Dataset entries

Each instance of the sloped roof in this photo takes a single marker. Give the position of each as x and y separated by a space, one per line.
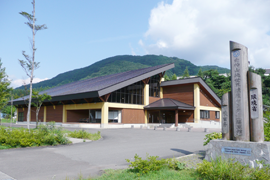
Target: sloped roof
167 103
194 80
100 86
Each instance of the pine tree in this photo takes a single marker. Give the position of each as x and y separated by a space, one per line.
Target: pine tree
29 65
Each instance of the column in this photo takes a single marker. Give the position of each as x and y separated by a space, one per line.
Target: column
104 115
146 94
45 114
240 108
145 117
176 118
197 103
161 89
17 118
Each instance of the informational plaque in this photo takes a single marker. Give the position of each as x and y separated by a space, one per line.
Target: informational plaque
237 92
254 111
236 151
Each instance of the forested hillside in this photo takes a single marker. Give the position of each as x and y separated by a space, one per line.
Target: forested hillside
123 63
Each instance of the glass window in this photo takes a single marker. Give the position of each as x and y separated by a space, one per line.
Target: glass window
132 94
20 116
204 114
217 114
154 86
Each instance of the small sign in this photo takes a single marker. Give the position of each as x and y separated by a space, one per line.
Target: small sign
254 111
236 151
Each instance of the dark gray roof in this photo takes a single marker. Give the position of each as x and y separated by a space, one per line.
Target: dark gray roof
167 103
100 86
192 81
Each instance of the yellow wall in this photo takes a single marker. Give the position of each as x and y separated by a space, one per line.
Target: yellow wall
146 94
197 103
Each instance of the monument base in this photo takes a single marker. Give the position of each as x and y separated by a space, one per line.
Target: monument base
247 153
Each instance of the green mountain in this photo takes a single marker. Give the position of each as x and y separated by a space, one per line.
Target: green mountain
124 63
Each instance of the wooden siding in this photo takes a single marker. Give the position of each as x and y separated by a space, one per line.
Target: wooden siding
77 115
182 93
184 117
130 116
153 99
55 114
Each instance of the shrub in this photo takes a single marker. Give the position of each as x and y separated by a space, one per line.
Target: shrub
151 163
81 134
231 169
21 137
211 136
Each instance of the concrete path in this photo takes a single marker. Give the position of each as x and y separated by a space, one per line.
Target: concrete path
91 158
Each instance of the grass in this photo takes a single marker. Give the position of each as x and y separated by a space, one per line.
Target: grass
7 121
126 174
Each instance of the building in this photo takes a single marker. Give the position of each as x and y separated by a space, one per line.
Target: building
134 97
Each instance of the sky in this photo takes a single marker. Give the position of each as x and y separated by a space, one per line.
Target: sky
81 33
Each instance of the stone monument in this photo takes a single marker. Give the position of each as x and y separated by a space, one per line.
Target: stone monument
242 115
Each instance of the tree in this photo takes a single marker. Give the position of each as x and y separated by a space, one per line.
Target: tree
4 88
38 100
174 77
29 65
200 73
186 73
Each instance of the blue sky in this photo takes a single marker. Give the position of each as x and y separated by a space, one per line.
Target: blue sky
81 33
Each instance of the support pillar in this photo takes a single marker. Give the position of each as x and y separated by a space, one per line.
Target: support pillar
17 118
45 114
240 107
64 117
145 117
197 103
227 133
176 118
104 115
146 94
256 108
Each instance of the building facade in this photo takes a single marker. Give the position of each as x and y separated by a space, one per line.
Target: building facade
134 97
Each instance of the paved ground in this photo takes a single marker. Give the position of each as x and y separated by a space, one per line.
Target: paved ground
90 158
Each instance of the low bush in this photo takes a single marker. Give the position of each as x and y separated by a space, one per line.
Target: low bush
21 137
81 134
152 163
231 169
211 136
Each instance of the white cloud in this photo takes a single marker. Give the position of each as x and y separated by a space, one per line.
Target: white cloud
19 82
200 31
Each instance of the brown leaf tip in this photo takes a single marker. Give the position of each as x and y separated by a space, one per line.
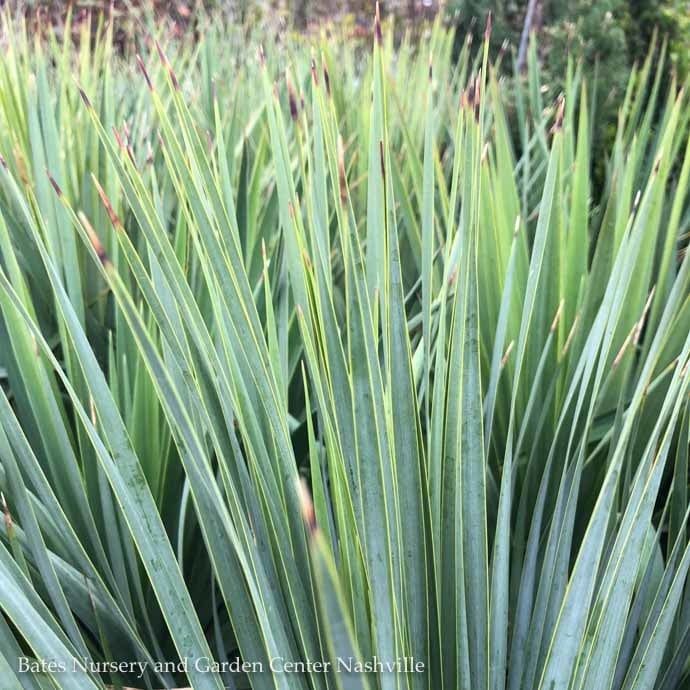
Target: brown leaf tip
377 25
107 205
85 98
489 25
557 318
54 184
6 511
327 79
383 160
307 507
142 67
560 112
506 356
342 175
292 98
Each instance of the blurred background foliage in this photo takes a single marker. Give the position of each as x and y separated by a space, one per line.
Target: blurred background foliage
609 36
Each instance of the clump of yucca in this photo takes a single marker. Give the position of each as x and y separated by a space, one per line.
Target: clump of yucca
478 361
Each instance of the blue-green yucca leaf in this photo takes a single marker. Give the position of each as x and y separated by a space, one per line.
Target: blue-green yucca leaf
468 327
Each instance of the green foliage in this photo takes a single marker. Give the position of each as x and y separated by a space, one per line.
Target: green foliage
302 360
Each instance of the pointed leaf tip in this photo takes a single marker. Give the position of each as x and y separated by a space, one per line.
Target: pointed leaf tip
54 184
142 67
377 25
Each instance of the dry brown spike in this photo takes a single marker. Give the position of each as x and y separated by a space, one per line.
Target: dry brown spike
557 318
383 161
326 79
377 25
142 67
506 356
114 219
292 98
85 98
489 26
307 507
560 112
342 177
54 184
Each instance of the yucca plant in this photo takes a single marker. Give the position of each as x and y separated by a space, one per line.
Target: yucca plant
346 380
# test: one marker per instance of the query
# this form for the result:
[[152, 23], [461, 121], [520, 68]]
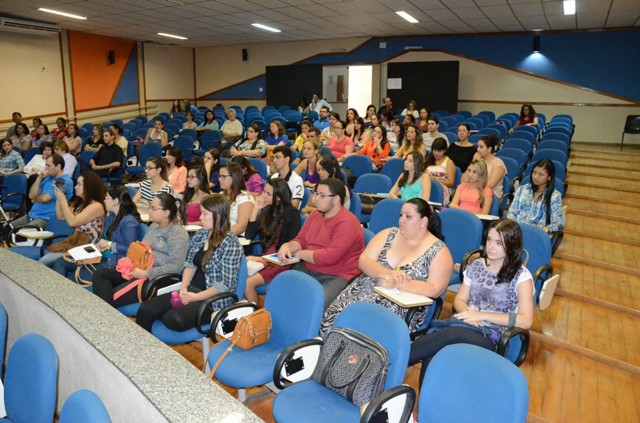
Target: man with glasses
[[43, 194], [330, 242], [282, 163]]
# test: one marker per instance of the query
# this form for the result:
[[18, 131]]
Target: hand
[[139, 273]]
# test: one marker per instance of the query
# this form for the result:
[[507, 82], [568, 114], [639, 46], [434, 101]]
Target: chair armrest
[[225, 320], [503, 343], [49, 241], [396, 404], [297, 362], [200, 321]]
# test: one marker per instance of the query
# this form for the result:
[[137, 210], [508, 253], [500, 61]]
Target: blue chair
[[462, 233], [295, 301], [13, 193], [185, 144], [551, 154], [393, 168], [385, 214], [260, 166], [31, 380], [84, 406], [171, 337], [467, 383], [309, 401], [152, 149], [359, 164]]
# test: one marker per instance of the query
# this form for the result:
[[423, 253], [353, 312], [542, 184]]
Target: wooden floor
[[584, 360]]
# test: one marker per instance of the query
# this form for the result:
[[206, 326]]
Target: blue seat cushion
[[245, 368], [311, 402]]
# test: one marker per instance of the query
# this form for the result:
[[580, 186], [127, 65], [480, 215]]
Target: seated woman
[[189, 123], [411, 109], [462, 151], [253, 146], [412, 142], [234, 189], [277, 134], [73, 139], [341, 146], [252, 179], [377, 148], [411, 257], [176, 170], [276, 221], [197, 189], [96, 141], [441, 168], [157, 134], [474, 195], [211, 268], [496, 294], [212, 166], [496, 169], [538, 202], [413, 182], [360, 134], [327, 167], [42, 135], [122, 226], [157, 182], [308, 165], [169, 242], [10, 160], [85, 212], [22, 138]]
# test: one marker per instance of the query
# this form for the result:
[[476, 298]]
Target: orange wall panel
[[94, 80]]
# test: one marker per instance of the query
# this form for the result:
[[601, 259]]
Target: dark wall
[[287, 85], [433, 85]]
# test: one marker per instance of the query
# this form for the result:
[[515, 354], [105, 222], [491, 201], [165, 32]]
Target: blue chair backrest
[[389, 330], [373, 183], [494, 390], [84, 406], [295, 301], [31, 379], [393, 168], [385, 214], [359, 164]]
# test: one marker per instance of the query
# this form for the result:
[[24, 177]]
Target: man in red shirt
[[330, 242]]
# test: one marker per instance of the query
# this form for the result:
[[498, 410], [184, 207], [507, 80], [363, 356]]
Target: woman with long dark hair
[[210, 268], [411, 257], [539, 203], [276, 221], [197, 189], [496, 294]]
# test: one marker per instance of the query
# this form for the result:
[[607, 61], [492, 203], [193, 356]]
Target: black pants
[[178, 319], [426, 347], [107, 281]]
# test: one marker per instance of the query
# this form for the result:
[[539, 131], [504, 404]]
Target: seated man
[[330, 242], [282, 163], [43, 195], [108, 157]]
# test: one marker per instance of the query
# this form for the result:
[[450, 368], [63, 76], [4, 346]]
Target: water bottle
[[176, 301]]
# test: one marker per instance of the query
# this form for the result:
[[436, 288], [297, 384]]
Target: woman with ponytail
[[411, 257]]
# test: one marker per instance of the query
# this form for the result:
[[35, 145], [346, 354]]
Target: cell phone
[[60, 184]]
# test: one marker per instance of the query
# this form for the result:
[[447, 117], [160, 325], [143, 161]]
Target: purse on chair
[[252, 330]]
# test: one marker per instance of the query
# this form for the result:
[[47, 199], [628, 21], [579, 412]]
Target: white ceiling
[[228, 22]]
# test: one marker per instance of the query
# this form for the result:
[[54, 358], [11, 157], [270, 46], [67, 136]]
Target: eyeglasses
[[323, 196]]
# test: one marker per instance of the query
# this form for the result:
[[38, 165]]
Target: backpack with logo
[[352, 365]]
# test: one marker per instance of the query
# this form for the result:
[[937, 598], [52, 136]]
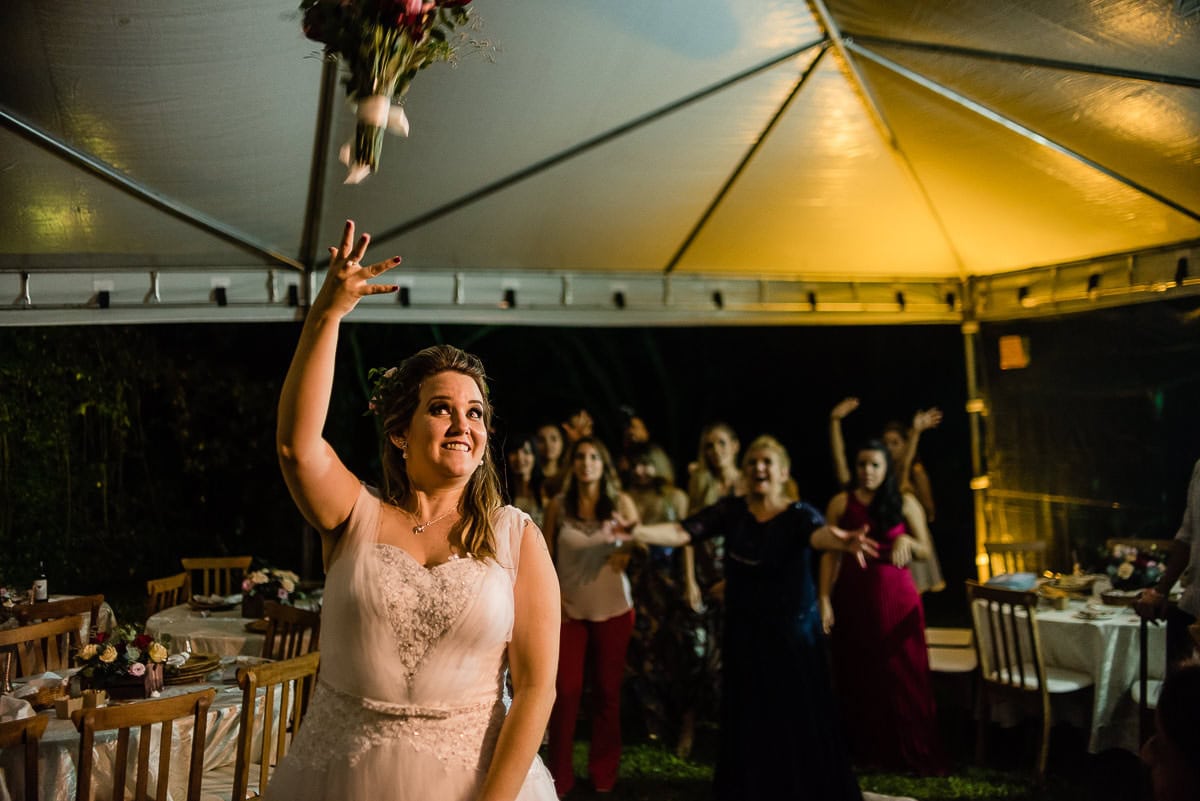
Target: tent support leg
[[976, 411]]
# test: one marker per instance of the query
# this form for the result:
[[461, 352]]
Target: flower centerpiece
[[126, 661], [268, 584], [1134, 568], [384, 43]]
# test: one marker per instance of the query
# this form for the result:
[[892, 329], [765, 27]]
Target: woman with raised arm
[[435, 592], [780, 734], [879, 625]]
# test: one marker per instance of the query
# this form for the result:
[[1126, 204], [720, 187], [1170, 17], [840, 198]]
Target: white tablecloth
[[1108, 651], [60, 750], [214, 632]]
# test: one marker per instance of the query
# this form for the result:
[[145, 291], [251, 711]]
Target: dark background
[[125, 447]]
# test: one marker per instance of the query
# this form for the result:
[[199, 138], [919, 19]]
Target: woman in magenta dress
[[877, 625]]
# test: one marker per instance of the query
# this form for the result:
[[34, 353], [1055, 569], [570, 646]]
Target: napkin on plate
[[41, 681], [15, 709]]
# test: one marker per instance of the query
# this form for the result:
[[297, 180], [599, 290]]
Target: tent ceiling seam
[[856, 78], [1017, 127], [801, 82], [125, 184], [589, 144], [1029, 60]]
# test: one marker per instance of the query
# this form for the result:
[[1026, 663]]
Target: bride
[[435, 590]]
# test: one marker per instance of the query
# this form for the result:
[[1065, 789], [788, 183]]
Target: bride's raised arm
[[322, 487]]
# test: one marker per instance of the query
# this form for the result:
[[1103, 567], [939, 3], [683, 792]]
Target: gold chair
[[143, 716], [291, 632], [219, 574], [166, 592], [292, 682], [951, 650], [25, 734], [43, 646], [1011, 663], [1029, 556]]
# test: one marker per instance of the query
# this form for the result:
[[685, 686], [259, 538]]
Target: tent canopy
[[665, 162]]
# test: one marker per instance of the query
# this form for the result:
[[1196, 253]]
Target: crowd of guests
[[643, 560]]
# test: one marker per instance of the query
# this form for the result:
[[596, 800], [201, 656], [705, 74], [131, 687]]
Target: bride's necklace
[[420, 527]]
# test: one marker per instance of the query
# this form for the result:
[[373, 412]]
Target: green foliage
[[123, 449]]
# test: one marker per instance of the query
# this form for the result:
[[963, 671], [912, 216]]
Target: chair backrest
[[82, 604], [165, 592], [289, 631], [292, 681], [1006, 636], [219, 574], [25, 734], [43, 646], [1017, 556], [143, 716]]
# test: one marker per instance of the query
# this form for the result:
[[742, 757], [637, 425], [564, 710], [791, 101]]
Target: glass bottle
[[41, 586]]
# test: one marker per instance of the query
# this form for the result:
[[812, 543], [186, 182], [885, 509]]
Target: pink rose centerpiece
[[268, 584], [124, 658], [384, 43]]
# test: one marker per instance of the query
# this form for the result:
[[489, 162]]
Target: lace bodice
[[413, 663]]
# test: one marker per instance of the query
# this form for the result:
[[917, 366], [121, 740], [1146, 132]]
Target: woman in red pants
[[598, 610]]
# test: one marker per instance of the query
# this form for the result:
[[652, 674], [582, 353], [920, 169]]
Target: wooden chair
[[83, 604], [291, 632], [25, 734], [951, 650], [143, 716], [1011, 663], [285, 687], [165, 592], [1017, 556], [219, 574], [42, 646]]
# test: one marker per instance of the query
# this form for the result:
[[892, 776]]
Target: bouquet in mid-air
[[384, 43]]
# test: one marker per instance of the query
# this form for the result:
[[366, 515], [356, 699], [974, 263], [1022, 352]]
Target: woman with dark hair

Requirement
Write out, from the lines above, only those from the line with "[[137, 210], [508, 253], [500, 61]]" to the line with "[[580, 186], [127, 65], [480, 215]]", exactly as given, including the first and the last.

Output for this exercise
[[137, 210], [508, 253], [500, 61]]
Target: blue chair
[[462, 233], [295, 301], [13, 193], [185, 144], [551, 154], [393, 168], [385, 214], [260, 166], [31, 380], [84, 406], [171, 337], [467, 383], [309, 401], [152, 149], [359, 164]]
# test: one marker per instance of the query
# this form for the result:
[[423, 253], [353, 312], [542, 184]]
Target: wooden floor
[[584, 360]]
# test: one marker per instance of the query
# this form for the result:
[[206, 326]]
Target: blue seat cushion
[[245, 368], [311, 402]]
# test: one marker per instance of the query
# this form for the result:
[[580, 186], [127, 65], [480, 215]]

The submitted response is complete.